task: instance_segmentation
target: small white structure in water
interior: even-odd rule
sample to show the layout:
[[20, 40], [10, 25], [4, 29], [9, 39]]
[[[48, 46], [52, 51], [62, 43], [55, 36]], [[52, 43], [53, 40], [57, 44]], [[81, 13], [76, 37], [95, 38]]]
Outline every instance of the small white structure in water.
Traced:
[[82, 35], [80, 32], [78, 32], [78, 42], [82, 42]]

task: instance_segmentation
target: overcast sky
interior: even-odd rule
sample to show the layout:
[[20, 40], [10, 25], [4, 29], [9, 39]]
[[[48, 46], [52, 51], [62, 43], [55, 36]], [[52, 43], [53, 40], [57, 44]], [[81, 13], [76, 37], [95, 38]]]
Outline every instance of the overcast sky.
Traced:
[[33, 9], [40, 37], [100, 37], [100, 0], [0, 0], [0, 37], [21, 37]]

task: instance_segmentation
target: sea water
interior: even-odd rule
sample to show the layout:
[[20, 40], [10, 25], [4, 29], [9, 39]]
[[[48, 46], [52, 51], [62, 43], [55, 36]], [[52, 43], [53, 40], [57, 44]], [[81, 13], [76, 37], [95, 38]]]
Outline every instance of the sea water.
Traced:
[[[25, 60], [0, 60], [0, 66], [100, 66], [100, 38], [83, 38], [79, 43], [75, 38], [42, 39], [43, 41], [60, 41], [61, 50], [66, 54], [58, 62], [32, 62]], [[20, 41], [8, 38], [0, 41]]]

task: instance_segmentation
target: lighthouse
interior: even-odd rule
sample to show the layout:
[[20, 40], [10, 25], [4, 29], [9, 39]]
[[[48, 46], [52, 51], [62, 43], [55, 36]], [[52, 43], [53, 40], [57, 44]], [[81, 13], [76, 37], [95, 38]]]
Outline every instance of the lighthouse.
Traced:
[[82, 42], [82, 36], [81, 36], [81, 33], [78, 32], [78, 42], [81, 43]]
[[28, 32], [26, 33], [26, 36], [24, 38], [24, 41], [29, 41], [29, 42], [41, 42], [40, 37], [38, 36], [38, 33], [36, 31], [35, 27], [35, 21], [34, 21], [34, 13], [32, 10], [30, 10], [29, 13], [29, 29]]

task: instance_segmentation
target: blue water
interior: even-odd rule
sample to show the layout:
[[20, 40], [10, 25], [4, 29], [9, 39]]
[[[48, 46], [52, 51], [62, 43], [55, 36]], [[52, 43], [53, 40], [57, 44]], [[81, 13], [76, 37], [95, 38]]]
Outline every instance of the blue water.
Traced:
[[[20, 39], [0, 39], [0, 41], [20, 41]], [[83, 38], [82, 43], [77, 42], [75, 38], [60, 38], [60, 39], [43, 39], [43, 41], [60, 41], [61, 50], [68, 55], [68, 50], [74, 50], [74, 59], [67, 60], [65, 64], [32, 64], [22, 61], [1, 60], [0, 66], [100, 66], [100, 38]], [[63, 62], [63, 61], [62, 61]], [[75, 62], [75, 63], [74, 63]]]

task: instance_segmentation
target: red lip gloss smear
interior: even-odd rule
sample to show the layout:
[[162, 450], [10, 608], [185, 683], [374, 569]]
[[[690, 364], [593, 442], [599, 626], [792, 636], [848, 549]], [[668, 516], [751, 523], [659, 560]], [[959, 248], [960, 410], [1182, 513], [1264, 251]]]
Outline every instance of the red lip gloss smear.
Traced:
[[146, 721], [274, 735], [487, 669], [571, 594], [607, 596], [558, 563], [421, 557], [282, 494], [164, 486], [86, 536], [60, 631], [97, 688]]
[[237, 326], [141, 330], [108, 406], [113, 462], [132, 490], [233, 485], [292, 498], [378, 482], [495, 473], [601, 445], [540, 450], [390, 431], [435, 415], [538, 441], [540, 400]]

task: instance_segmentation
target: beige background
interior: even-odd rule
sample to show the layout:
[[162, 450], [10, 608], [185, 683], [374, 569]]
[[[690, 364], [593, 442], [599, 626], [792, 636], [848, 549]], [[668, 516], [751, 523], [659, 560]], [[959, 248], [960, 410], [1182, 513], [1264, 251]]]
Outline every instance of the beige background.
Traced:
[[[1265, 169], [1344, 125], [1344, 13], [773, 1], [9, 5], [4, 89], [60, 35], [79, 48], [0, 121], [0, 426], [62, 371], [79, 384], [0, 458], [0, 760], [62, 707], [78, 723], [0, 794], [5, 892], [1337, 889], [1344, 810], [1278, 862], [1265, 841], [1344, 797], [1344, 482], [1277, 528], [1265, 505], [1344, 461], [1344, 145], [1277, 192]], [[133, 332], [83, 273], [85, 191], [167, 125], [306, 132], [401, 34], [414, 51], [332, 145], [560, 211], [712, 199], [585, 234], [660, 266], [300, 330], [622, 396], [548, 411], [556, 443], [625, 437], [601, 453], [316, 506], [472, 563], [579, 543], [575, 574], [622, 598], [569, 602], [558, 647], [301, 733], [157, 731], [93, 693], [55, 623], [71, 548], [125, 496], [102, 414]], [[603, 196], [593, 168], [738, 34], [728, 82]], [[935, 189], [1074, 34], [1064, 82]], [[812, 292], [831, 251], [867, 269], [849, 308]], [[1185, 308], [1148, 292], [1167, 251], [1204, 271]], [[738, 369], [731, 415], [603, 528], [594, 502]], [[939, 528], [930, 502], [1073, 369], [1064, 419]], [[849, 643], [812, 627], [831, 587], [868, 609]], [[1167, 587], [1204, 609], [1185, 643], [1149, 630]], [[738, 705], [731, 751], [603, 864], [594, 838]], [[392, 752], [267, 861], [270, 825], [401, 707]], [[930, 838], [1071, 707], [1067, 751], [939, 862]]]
+--
THE PROBLEM: Rewrite all the rows above, switching every "even-odd rule" to "nonzero winding rule" and keeping everything else identical.

ANSWER TO THE EXERCISE:
task: instance_segmentation
target: small white structure in water
interior: nonzero winding rule
sample to show the layout:
[[20, 40], [10, 25], [4, 29], [9, 39]]
[[[48, 46], [52, 51], [62, 43], [55, 36]], [[52, 43], [53, 40], [57, 44]], [[81, 13], [76, 37], [95, 38]]]
Outline every instance of the small white structure in water.
Traced:
[[82, 35], [80, 32], [78, 32], [78, 42], [82, 42]]

task: instance_segmentation
target: overcast sky
interior: nonzero winding rule
sample to show the layout:
[[20, 40], [10, 25], [4, 29], [9, 39]]
[[[48, 46], [52, 51], [62, 43], [55, 36]], [[52, 43], [53, 40], [57, 44]], [[81, 13], [76, 37], [95, 38]]]
Outline every instance of the overcast sky.
Traced:
[[33, 9], [40, 37], [100, 37], [100, 0], [0, 0], [0, 37], [21, 37]]

task: instance_segmentation
target: sea water
interior: nonzero winding rule
sample to show the layout:
[[20, 40], [10, 25], [4, 29], [9, 39]]
[[[48, 46], [52, 51], [62, 43], [55, 36]], [[52, 43], [53, 40], [57, 44]], [[81, 13], [76, 37], [95, 38]]]
Outline every instance of the sea water.
Traced:
[[[25, 60], [0, 60], [0, 66], [100, 66], [100, 38], [83, 38], [79, 43], [75, 38], [42, 39], [43, 41], [60, 41], [61, 50], [66, 54], [58, 62], [32, 62]], [[20, 41], [8, 38], [0, 41]]]

task: instance_segmentation
target: lighthouse
interior: nonzero winding rule
sample to show the layout:
[[20, 40], [10, 25], [4, 29], [9, 39]]
[[[48, 46], [52, 51], [62, 43], [55, 36]], [[52, 43], [53, 40], [57, 44]], [[81, 13], [76, 37], [95, 38]]]
Outline every instance of the lighthouse.
Traced:
[[82, 42], [82, 36], [81, 36], [81, 33], [78, 32], [78, 42], [81, 43]]
[[28, 32], [26, 33], [26, 36], [24, 38], [24, 41], [29, 41], [29, 42], [41, 42], [40, 37], [38, 36], [38, 33], [36, 31], [35, 27], [35, 21], [34, 21], [34, 13], [32, 10], [30, 10], [29, 13], [29, 29]]

task: instance_segmentation
target: blue water
interior: nonzero winding rule
sample to show the layout:
[[20, 40], [10, 25], [4, 29], [9, 39]]
[[[48, 46], [52, 51], [62, 43], [55, 36]], [[52, 43], [53, 40], [57, 44]], [[81, 13], [76, 37], [95, 38]]]
Outline every instance of the blue water.
Traced:
[[[20, 39], [0, 39], [0, 41], [20, 41]], [[83, 38], [82, 43], [77, 42], [75, 38], [60, 38], [60, 39], [43, 39], [43, 41], [60, 41], [61, 50], [68, 55], [68, 50], [74, 50], [74, 59], [67, 60], [65, 64], [32, 64], [22, 61], [1, 60], [0, 66], [100, 66], [100, 38]], [[63, 62], [63, 61], [62, 61]], [[75, 62], [75, 63], [74, 63]]]

task: instance_segmentation
target: red lip gloss smear
interior: nonzero winding rule
sample to show the layout:
[[162, 450], [10, 608], [185, 683], [374, 569]]
[[[690, 364], [593, 442], [599, 626], [792, 636], [848, 549]], [[668, 516], [751, 523], [659, 560]], [[959, 248], [960, 410], [1182, 513], [1264, 251]]]
Outline every instance of the red lip gloss smear.
Traced:
[[146, 721], [274, 735], [487, 669], [571, 594], [607, 596], [558, 563], [421, 557], [282, 494], [164, 486], [86, 536], [60, 631], [97, 688]]
[[237, 326], [141, 330], [108, 406], [113, 462], [132, 490], [233, 485], [292, 498], [378, 482], [495, 473], [601, 445], [540, 450], [390, 431], [435, 415], [538, 441], [540, 400]]

task: instance_segmentation
target: beige background
interior: nonzero winding rule
sample to show the layout:
[[162, 450], [10, 608], [185, 683], [374, 569]]
[[[690, 364], [593, 442], [599, 626], [792, 636], [848, 549]], [[668, 516], [751, 523], [659, 560]], [[959, 248], [960, 410], [1182, 513], [1264, 251]]]
Outline every instance of the beige background.
Traced:
[[[1265, 169], [1344, 125], [1344, 13], [773, 1], [9, 5], [4, 89], [60, 35], [79, 48], [0, 121], [0, 426], [62, 371], [79, 384], [0, 458], [0, 760], [62, 707], [78, 723], [0, 794], [5, 892], [1337, 889], [1344, 810], [1278, 862], [1265, 841], [1344, 797], [1344, 482], [1277, 528], [1265, 505], [1344, 461], [1344, 145], [1277, 192]], [[133, 332], [83, 273], [85, 191], [167, 125], [306, 132], [401, 34], [414, 51], [332, 145], [560, 211], [712, 199], [585, 234], [660, 266], [300, 330], [622, 396], [548, 411], [556, 443], [625, 437], [601, 453], [316, 506], [472, 563], [579, 543], [575, 574], [622, 598], [569, 602], [558, 647], [301, 733], [157, 731], [93, 693], [55, 623], [71, 548], [125, 496], [102, 414]], [[603, 196], [593, 168], [738, 34], [728, 82]], [[935, 189], [1074, 34], [1064, 82]], [[812, 292], [831, 251], [867, 269], [849, 308]], [[1185, 308], [1148, 292], [1167, 251], [1204, 271]], [[738, 369], [731, 415], [603, 528], [594, 502]], [[939, 528], [930, 502], [1073, 369], [1064, 419]], [[849, 643], [812, 627], [831, 587], [868, 609]], [[1167, 587], [1204, 609], [1185, 643], [1149, 630]], [[738, 705], [731, 751], [603, 864], [594, 838]], [[392, 752], [267, 861], [270, 825], [401, 707]], [[930, 838], [1071, 707], [1067, 751], [939, 862]]]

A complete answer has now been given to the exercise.